→ **Requirement A**:
In the passage on non-energy impacts, when should a particular NEI be discounted? Answer in one to three sentences.
→ **Requirement B**:
Please translate this sentence from the passage on non-energy impacts into Spanish: "In this example, the survey form asks a customer to estimate their bill savings from two distinct DERs (rooftop solar and a heat pump)."

A slightly modified approach is for participants to report added benefits as a percentage on top of bill savings. Utility-estimated bills savings may be appropriate to compare with customer-reported bill savings (see APPRISE Incorporated 2018). If studies find that a large portion of participants place little or no value on any particular NEI, that NEI should be discounted accordingly (see Tetra Tech, NMR Group 2011).
Table 62 below presents a simplified example of a relative valuation survey that could be used to estimate NEIs experienced by a single customer. In this example, the survey form asks a customer to estimate their bill savings from two distinct DERs (rooftop solar and a heat pump). Then the form asks the customer to estimate the impacts (in dollars) of two NEIs (comfort and empowerment/control) as a result of those measures. The estimated NEI as a percent of the estimated bill savings are calculated for each DER and NEI.
Table 62. Simplified example of relative valuation survey for estimating non-energy impacts for single customers
| DER
|
Estimated bill savings ($)
|
NEI 1: Comfort
|
NEI 2: Empowerment/control
|
| $
|
% bill savings
|
$
|
% bill savings
|
| Rooftop PV
|
$500
|
$0
|
$0
|
$50
|
10%
|
| Heat pump
|
$200
|
$10
|
5%
|
$0
|
$0
|
Note: the values in the table above are illustrative and do not necessarily represent actual savings or actual customer responses.

[Entries from a data source]
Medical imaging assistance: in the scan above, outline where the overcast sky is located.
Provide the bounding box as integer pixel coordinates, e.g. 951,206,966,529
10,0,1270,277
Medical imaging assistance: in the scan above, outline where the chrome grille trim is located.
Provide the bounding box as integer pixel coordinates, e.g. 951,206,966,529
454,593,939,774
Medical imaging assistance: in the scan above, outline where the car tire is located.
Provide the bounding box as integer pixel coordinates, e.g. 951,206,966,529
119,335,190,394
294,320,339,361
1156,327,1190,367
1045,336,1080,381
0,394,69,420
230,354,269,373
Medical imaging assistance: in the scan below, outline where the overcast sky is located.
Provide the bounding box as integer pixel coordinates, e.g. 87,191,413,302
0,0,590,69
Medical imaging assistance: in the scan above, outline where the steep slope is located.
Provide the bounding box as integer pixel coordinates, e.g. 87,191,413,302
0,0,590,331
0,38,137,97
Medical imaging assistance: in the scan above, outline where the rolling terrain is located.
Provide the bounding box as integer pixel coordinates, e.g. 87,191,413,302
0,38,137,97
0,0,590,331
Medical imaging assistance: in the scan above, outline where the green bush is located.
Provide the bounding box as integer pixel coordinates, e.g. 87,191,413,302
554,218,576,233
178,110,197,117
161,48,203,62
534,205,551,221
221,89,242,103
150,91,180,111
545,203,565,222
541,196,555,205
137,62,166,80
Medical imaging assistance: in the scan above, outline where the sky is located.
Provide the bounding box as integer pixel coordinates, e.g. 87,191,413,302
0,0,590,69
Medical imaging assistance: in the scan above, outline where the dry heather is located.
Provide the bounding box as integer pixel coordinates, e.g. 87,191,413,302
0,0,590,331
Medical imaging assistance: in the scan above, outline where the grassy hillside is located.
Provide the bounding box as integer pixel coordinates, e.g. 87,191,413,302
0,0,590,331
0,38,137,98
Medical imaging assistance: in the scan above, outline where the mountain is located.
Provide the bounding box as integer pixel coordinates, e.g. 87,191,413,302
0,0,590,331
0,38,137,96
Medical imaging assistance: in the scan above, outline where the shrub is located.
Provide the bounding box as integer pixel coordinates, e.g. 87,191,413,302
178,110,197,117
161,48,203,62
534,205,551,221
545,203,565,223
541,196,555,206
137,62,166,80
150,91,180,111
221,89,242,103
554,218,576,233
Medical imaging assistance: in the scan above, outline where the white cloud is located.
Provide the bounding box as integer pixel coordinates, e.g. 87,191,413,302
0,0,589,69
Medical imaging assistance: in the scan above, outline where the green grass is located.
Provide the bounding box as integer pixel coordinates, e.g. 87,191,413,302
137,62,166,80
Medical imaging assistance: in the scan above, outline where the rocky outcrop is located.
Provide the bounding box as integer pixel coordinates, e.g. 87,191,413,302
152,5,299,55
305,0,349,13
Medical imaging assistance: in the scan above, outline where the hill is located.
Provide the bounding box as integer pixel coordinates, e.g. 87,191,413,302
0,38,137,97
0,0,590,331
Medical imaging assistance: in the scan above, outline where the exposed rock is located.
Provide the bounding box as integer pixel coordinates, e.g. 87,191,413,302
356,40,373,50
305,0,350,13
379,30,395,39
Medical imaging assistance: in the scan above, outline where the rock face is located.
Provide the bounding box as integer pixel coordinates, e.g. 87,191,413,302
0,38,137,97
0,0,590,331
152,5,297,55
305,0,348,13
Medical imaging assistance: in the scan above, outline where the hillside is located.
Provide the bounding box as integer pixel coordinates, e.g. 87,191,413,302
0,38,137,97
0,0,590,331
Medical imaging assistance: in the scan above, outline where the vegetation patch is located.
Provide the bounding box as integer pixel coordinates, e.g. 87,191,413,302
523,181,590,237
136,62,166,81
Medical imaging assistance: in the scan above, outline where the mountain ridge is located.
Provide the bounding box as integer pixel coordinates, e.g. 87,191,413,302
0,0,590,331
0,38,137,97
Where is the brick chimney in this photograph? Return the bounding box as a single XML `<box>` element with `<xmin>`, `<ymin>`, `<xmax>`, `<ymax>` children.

→ **Worked solution A**:
A particular NEI should be discounted when studies find that a large portion of participants place little or no value on it. The amount of the discount should match that finding.

→ **Worked solution B**:
En este ejemplo, el formulario de la encuesta pide a un cliente que estime el ahorro en su factura derivado de dos DER distintos (energía solar en el tejado y una bomba de calor).